Reproduce each of the following records verbatim, line for line.

─── MATERIAL FOR THIS EXERCISE

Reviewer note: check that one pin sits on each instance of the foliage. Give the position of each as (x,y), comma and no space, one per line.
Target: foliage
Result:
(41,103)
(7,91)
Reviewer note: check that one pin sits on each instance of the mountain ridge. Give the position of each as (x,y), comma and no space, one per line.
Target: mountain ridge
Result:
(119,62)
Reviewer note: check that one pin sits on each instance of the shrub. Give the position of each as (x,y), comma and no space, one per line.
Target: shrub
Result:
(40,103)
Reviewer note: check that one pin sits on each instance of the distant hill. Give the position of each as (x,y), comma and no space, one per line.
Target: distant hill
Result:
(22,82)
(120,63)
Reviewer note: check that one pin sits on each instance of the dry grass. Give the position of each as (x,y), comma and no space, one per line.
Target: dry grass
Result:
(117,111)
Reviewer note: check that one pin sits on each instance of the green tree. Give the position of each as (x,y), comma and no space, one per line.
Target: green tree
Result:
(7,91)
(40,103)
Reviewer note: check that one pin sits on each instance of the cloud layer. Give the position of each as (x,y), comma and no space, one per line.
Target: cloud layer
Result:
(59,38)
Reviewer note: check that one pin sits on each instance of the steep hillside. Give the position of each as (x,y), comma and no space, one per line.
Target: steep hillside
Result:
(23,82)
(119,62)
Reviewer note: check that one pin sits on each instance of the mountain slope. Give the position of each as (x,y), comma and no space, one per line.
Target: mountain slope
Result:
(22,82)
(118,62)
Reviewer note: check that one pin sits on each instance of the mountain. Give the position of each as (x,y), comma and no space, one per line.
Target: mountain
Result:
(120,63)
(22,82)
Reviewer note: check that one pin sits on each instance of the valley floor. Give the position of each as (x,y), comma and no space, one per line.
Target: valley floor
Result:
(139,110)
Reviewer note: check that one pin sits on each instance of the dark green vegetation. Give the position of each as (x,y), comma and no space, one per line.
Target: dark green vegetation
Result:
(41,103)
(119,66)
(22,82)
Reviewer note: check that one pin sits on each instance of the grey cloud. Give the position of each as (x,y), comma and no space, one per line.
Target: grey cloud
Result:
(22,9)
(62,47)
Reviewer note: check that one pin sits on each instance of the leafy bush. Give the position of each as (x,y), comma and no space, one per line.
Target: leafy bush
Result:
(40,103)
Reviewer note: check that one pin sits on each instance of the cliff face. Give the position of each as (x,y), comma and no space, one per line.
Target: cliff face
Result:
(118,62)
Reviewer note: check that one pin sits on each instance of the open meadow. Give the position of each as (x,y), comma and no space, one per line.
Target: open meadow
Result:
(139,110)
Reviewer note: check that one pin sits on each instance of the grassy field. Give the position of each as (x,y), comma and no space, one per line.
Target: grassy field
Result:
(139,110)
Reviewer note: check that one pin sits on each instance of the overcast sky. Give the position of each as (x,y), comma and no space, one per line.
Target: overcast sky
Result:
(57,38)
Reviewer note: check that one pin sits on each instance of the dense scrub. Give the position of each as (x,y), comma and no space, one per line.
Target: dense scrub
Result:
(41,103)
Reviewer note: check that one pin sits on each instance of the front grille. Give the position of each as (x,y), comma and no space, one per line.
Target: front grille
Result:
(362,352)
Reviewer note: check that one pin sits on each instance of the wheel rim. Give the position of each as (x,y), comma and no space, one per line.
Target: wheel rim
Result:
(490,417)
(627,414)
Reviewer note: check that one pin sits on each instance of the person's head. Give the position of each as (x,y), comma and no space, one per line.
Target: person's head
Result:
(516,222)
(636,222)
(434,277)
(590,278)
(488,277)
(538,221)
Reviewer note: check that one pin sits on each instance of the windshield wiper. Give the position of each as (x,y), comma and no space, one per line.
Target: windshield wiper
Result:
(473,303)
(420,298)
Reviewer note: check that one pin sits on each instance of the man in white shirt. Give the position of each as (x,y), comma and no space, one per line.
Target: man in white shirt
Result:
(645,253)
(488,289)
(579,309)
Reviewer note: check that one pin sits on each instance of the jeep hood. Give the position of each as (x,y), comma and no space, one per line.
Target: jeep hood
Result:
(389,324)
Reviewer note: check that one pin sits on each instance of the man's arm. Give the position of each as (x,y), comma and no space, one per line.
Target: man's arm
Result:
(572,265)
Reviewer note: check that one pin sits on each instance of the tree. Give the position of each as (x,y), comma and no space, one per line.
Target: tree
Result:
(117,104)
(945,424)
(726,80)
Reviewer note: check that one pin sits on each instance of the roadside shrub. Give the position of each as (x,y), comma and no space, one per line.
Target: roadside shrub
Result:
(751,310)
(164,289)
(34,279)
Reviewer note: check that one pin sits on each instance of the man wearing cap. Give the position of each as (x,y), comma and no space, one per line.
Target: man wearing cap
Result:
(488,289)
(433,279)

──────

**EXPECTED OUTPUT**:
Reviewer note: check that one pin sits on each instance of the foliage. Give the position of each as (x,y), comma and no space, one per line.
Target: foliage
Result:
(41,103)
(7,91)
Reviewer note: check that one pin sits on each instance of the mountain ridge. Give the position of each as (x,y), comma and no space, one per line.
Target: mountain ridge
Result:
(119,62)
Reviewer note: check that one pin sits on each instance of the shrub. Give the position of each as (x,y), comma and no space, one per line.
Target: shrub
Result:
(40,103)
Reviewer note: check that one pin sits on each instance of the distant hill. Give the position of each as (x,y), comma and no space, one per line.
Target: distant hill
Result:
(22,82)
(120,63)
Reviewer note: check that one pin sits on each instance of the dry grass. Give the position of each as (x,y), comma and no space, one per line.
Target: dry grass
Result:
(117,111)
Reviewer note: check that one pin sits on each instance of the green tree. Give the position of each as (x,y), comma and no space, one per line.
Target: green tree
Result:
(7,91)
(40,103)
Reviewer note: check that one pin sits on each instance of the cloud layer. Give the position of each as (x,y), comma and no space, one per line.
Target: cloud layer
Result:
(59,38)
Reviewer note: check that one pin sits on each instance of the steep hillside. Give the position of each as (x,y), comma and no space, one per line.
Target: steep hillside
Result:
(23,82)
(119,62)
Reviewer note: check that one pin sits on each instance of the mountain slope. Give the position of each as (x,y), comma and no space, one per line.
Target: mountain slope
Result:
(22,82)
(118,62)
Reviewer note: check that one pin sits on each instance of the mountain. Give the position of each as (x,y), comma and no space, one per line.
Target: mountain
Result:
(120,63)
(22,82)
Reviewer note: check that one pin sits on each instance of the valley floor. Give the position of each as (x,y), comma and no space, one per line.
Target: valley floor
Result:
(139,110)
Reviewer note: check that one pin sits on each instance of the dark green vegetation. Give the position of each as (x,y), comma and no space, one per line.
Target: dark green vegetation
Result:
(41,103)
(119,66)
(22,82)
Reviewer note: check that one pin sits on each instance of the grey cloud. Give the position of each as (x,y), comma and no space, one per line.
Target: grey cloud
Result:
(22,9)
(62,47)
Reviewer note: check that one pin sits on each instance of the leafy bush. Give the position of each as (x,y), comma and no space, one per line.
Target: leafy bush
Result:
(40,103)
Reviewer note: check that one pin sits on each instance of the cliff face. Give the position of each as (x,y), comma and no space, one per line.
Target: cliff face
Result:
(118,62)
Reviewer note: check that one pin sits on each instance of the open meadow. Give the position of each as (x,y), comma and no space, one per line.
Target: open meadow
Result:
(139,110)
Reviewer note: check that one pin sits on each instance of the grassy field. Give the position of each as (x,y), comma and no space, one per line.
Target: grassy field
Result:
(139,110)
Reviewer note: check that one pin sits on each instance of the overcast sky. Give the position of each as (x,y), comma and no space, one per line.
Target: overcast sky
Result:
(57,38)
Reviewer note: check that one pin sits on each instance of the dense scrub. Give the position of each as (x,y), comma and no space, one per line.
Target: dense scrub
Result:
(41,103)
Reviewer note: check that one pin sits on each instance of the front grille. Give the position of each as (x,y), comma and no space, one per line.
Target: front grille
Result:
(362,352)
Reviewer note: check that one pin sits on each instance of the wheel rim. Give the position of each as (x,y), comma and no space, one per line.
Target: wheel rim
Result:
(490,417)
(627,414)
Reviewer note: check that one pin sits on each instance of the person's head. Give the position of each as (x,y), comma and no space, one per line.
Target: person's head
Result:
(516,222)
(636,222)
(434,277)
(590,278)
(488,277)
(538,221)
Reviewer note: check that one pin sits on each instance of the windshield wiper. Give the position of each as (x,y), comma and no space, one per line.
Target: windshield wiper
Result:
(473,303)
(420,298)
Reviewer note: check that one pin sits on each instance of the man in white shirt. Give the position of each as (x,y), comma and no space, one per line.
Target: man in white shirt
Result:
(645,253)
(488,289)
(579,309)
Reviewer note: check that one pin sits on each instance of the jeep hood. Give the position of each as (x,y), comma and no space, one per line.
Target: jeep hood
Result:
(389,324)
Reviewer note: check that one pin sits on each instance of the man's arm. Give the position of each as (x,y), comma and no space, one per line.
Target: man's arm
Result:
(572,265)
Reviewer note: check that one pin sits on each instance of the tree. Give the position of each as (x,y), comma and no space, one per line.
Target: tree
Result:
(117,104)
(945,424)
(726,80)
Reviewer note: check that one pin sits on each instance of the roadside shrub. Give the position of each as (x,y), comma and no space, one per line.
Target: roadside shrub
Result:
(751,310)
(164,289)
(34,279)
Reviewer note: check that one pin sits on each instance of the man wearing cap. Give the position of each as (x,y), comma and no space, one per line.
Target: man wearing cap
Result:
(488,289)
(433,279)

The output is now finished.